▸ PASSAGE SHOWN:
BEGIN

Nerves are fragile and can be damaged by pressure, stretching, or cutting. Injury to a nerve can stop signals to and from the brain, causing muscles not to work properly, and a loss of feeling in the injured area.
Symptoms of a pinched nerve are usually felt in the extremities, either the arms or legs, depending on where the pinched nerve occurred. Symptoms include numbness, tingling, pain that radiates along the nerve path, and a sensation of pins and needles. The longer the nerve remains compressed the more chance there is that permanent damage may occur. Because of this, it is important to seek treatment as soon as the condition is diagnosed.
Several things can be done to keep up muscle activity and feeling while waiting for the nerve to heal.
Physical therapy will keep joints flexible. If the joints become stiff, they will not work, even after the muscles begin to work again.
If a sensory nerve has been injured, care must be taken not to burn or cut fingers because there is no feeling in the affected area.
With a nerve injury, the brain may need to be "re-educated." After the nerve has recovered, sensory re-education may be needed to improve feeling to the hand or finger. The physician will recommend appropriate physical therapy based on the nature and location of the injury.
Factors that may affect results after nerve repair include age, the type of wound and nerve, and location of the injury. Although nerve injuries may create lasting problems, proper treatment helps patients return to more normal function.

END

▸ EXERCISE PROMPT: List every symptom of a pinched nerve that the passage on nerve injuries names. The data after this passage is separate material with no tie to it.

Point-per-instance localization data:
BEGIN

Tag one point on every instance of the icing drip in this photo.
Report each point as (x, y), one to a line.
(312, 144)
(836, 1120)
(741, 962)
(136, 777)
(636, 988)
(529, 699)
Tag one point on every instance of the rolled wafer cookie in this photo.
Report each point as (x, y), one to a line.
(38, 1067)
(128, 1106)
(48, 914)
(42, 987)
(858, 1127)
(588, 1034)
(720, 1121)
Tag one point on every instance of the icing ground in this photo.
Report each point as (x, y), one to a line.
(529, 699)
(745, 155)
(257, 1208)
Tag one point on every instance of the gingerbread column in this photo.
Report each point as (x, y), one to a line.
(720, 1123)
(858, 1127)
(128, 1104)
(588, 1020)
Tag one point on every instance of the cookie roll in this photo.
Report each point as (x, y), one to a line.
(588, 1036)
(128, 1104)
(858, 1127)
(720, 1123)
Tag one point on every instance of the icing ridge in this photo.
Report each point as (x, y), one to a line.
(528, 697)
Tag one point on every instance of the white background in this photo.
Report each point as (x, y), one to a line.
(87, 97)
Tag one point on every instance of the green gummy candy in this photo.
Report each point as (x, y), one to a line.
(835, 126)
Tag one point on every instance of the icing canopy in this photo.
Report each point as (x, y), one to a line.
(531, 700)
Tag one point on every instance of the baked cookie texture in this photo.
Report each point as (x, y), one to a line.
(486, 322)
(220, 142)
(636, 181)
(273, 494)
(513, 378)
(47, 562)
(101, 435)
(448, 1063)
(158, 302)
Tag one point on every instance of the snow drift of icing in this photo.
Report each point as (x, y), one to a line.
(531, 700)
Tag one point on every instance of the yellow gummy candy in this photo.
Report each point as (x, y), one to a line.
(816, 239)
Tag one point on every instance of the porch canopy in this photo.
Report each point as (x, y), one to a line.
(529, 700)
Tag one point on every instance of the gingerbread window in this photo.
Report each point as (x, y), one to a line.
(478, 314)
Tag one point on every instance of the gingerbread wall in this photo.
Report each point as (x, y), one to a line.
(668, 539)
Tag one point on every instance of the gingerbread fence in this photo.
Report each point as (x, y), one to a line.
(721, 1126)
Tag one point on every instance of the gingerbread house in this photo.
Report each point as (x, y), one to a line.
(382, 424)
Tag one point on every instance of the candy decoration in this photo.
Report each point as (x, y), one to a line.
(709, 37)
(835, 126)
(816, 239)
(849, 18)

END

▸ SOLUTION TO THIS PROBLEM:
- Numbness
- Tingling
- Pain that radiates along the nerve path
- A sensation of pins and needles